— start of Information supplied —

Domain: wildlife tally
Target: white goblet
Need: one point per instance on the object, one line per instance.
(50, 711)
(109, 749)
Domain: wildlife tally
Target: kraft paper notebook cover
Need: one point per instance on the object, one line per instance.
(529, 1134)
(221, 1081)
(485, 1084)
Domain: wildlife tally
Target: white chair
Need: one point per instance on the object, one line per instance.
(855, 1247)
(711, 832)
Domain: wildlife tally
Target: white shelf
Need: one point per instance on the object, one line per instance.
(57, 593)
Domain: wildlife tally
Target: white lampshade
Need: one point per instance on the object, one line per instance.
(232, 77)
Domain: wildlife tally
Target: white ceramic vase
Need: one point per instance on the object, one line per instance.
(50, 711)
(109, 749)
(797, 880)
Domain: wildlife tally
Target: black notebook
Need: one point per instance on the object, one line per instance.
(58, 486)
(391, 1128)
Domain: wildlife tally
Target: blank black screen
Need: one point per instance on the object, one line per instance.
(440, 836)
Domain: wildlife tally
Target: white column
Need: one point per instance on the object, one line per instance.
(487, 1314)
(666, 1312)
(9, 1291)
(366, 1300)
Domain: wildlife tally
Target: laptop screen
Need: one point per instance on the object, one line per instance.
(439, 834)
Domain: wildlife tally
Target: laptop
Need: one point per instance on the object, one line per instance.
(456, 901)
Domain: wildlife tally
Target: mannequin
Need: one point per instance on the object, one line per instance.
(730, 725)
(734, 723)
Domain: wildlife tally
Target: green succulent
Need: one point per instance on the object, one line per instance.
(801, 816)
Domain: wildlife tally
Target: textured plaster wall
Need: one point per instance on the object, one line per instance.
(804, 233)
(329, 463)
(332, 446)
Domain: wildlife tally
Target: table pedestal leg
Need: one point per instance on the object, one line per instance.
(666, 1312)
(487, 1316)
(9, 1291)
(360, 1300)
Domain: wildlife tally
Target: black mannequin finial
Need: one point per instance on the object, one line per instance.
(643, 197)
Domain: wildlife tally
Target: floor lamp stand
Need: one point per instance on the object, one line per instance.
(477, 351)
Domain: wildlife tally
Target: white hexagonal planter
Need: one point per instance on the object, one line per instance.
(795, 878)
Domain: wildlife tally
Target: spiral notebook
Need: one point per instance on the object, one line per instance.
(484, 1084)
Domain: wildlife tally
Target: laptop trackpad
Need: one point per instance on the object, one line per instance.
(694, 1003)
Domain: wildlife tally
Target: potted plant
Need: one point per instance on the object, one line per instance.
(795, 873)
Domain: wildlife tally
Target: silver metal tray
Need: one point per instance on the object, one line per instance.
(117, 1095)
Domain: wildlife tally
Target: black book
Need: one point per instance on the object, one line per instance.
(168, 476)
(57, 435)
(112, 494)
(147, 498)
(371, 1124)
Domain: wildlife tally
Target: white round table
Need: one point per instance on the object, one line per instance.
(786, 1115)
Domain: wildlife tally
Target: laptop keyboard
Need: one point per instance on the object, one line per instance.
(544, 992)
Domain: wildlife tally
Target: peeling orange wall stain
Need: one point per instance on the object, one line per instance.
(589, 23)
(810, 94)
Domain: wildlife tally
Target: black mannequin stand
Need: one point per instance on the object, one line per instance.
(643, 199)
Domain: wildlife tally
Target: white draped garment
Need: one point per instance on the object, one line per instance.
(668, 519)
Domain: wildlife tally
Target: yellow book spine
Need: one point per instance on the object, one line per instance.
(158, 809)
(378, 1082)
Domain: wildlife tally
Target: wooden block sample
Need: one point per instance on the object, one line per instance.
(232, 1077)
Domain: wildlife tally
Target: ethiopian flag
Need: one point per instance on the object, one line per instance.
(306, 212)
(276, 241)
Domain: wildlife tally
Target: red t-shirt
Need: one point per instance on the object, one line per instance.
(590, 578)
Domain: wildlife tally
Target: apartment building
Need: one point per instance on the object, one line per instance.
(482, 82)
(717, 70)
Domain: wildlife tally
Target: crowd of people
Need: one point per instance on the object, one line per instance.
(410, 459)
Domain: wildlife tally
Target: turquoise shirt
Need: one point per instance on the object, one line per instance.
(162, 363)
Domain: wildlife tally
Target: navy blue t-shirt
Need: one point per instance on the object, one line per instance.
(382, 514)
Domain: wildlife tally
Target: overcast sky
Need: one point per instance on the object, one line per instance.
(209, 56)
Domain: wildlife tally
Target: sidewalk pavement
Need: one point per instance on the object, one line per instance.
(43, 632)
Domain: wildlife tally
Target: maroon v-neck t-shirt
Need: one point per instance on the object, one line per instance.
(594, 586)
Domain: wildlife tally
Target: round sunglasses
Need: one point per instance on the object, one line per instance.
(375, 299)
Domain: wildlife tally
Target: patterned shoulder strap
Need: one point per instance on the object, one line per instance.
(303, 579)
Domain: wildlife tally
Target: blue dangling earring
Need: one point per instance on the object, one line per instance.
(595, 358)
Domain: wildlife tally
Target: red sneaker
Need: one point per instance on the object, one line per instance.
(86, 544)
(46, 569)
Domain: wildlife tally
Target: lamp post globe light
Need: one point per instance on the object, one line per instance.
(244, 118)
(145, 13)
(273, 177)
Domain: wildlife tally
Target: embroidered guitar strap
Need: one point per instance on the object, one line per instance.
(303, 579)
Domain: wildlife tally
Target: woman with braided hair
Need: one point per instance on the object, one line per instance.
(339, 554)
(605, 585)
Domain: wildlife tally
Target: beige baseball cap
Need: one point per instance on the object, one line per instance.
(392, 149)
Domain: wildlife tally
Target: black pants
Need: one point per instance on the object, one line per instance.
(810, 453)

— end of Information supplied —

→ **Your goal**: Update the data above by substituting "scene inventory" for each occurrence of "wildlife tally", keeping every other line and character as it is.

→ **Answer to this problem**:
Domain: scene inventory
Target: white goblet
Need: one point per instance on the object, one line per instance.
(50, 711)
(109, 749)
Domain: scene inventory
Target: kraft paper notebook cover
Need: one point per instance on the object, one line per instance.
(529, 1134)
(221, 1081)
(485, 1084)
Domain: scene inventory
Target: white chair
Need: one point per instance on the object, one line per instance.
(855, 1247)
(711, 832)
Domain: scene inventory
Target: white shelf
Need: one point per instance on the object, one line per instance.
(57, 593)
Domain: scene inventory
Target: white lampshade
Need: one point per instance on the object, one line per instance.
(232, 77)
Domain: scene inventory
Target: white ceramic vase
Need: one point per instance on the object, one line per instance.
(50, 711)
(109, 749)
(797, 880)
Domain: scene inventory
Target: black notebook
Need: one point per instance on the object, one line per instance.
(58, 486)
(391, 1128)
Domain: scene inventory
Target: blank black screen
Need: one point per instance on the object, one line per instance.
(440, 836)
Domain: scene inventory
Target: white column
Need: one point per instance on the object, one line per instance.
(487, 1314)
(666, 1312)
(9, 1291)
(366, 1300)
Domain: scene inventory
Target: laptop screen
Need: one point per instance on the object, one line per instance.
(439, 834)
Domain: scene inventory
Target: laptop
Need: one point per instance on the object, one line per instance.
(456, 901)
Domain: scene inventory
Target: mannequin
Need: one point per instance on the object, one line per instance.
(730, 725)
(734, 723)
Domain: scene inventory
Target: green succulent
Need: one point per instance on the object, one line per instance.
(801, 816)
Domain: scene inventory
Target: textured plaster wall
Need: one point per instance on the object, one line per instance.
(804, 233)
(329, 463)
(332, 446)
Domain: scene inventory
Target: table pedestal leg
Need: one point per instance on the object, one line per instance.
(666, 1312)
(487, 1316)
(9, 1291)
(360, 1300)
Domain: scene inventory
Target: black mannequin finial
Need: one point per instance on the object, one line per instance.
(643, 197)
Domain: scene inventory
Target: floor lamp stand
Need: one point per instance on the object, one line per instance.
(477, 351)
Domain: scene inventory
Target: white hexagonal planter
Need: one point per instance on the object, one line per instance.
(795, 878)
Domain: scene inventory
Target: spiral notebook
Need: one point per instance on the object, one line per instance.
(484, 1084)
Domain: scene inventory
Target: laptop trackpad
Need: one point per instance on the object, one line per instance.
(694, 1003)
Domain: scene inventory
Target: potted plant
Need: one point per instance on the object, one line per instance.
(795, 873)
Domain: scene inventory
Target: silver metal tray
Need: one point per instance on the object, one line per instance.
(117, 1095)
Domain: scene inventory
Target: black book
Need: one point per instance on the object, one line per instance.
(168, 476)
(57, 435)
(112, 494)
(147, 498)
(371, 1124)
Domain: scene inventory
Target: white round table
Need: one point per instance on the object, one line per instance.
(786, 1115)
Domain: scene inventory
Target: laptop keyboard
Need: one point per instance on the object, one line per instance.
(544, 992)
Domain: scene inventory
Target: peeling orange wall stain
Need: one point per instance on the object, one line per instance.
(589, 23)
(810, 94)
Domain: scene inventory
Target: black mannequin stand
Need: one point per instance on the object, one line per instance.
(643, 199)
Domain: scene inventory
Target: white draped garment
Need: one point per instance on the object, one line per instance.
(668, 519)
Domain: scene inventory
Target: yellow book spine
Need: one point per instance on the object, one line per instance.
(158, 809)
(378, 1082)
Domain: scene inventory
Target: wooden block sample
Need: one point per instance on the object, one line per instance.
(232, 1077)
Domain: scene inventory
Target: ethiopian flag
Need: one point per instance on the object, one line per instance.
(306, 212)
(276, 241)
Domain: scene inventory
Target: red t-shirt
Need: one point per instance on the object, one line per instance.
(590, 578)
Domain: scene inventory
Target: apartment building
Need: one point per instance on the object, one line per instance.
(482, 82)
(717, 70)
Domain: scene inventory
Target: crowd of people
Need: one point per instance on the object, one line per instance.
(410, 459)
Domain: scene inventory
Target: turquoise shirt
Need: one point per instance on the object, one line per instance.
(162, 363)
Domain: scene inventory
Target: navy blue t-shirt
Need: one point per instance on the object, one line per instance.
(382, 514)
Domain: scene inventory
Target: overcast sky
Need: one point per instance on the object, one line per instance.
(209, 56)
Domain: scene inventory
Target: sidewalk pavement
Need: one point per instance on the object, one line per instance.
(43, 632)
Domain: scene inventory
Target: maroon v-neck t-shirt
Need: one point per instance on the object, one line per instance.
(594, 586)
Domain: scene inventory
Target: round sunglasses
Need: one point per instance on the object, one line per instance.
(375, 299)
Domain: scene inventory
Target: patterned shoulder strap
Need: one point per instance on the object, one line per instance.
(303, 579)
Domain: scene inventory
Target: blue dangling earring
Need: one point per instance on the object, one line per instance.
(595, 358)
Domain: scene inventory
Target: red sneaker
Need: one point per instance on the object, one line per instance.
(86, 544)
(46, 569)
Domain: scene inventory
Target: lamp post globe light
Need: one point per instance on the object, one line per instance.
(244, 118)
(145, 13)
(273, 177)
Domain: scene inventory
Target: embroidered guitar strap
Need: one point per instance on the object, one line per instance.
(303, 579)
Domain: scene inventory
Target: woman with braided hair
Need: one point per instance on the object, one line per instance.
(339, 554)
(605, 585)
Domain: scene inventory
Target: beige baseball cap
Need: one point per instance on the object, one line per instance.
(392, 149)
Domain: scene inventory
Target: black pants
Need: one point per instance on the object, one line per instance.
(810, 453)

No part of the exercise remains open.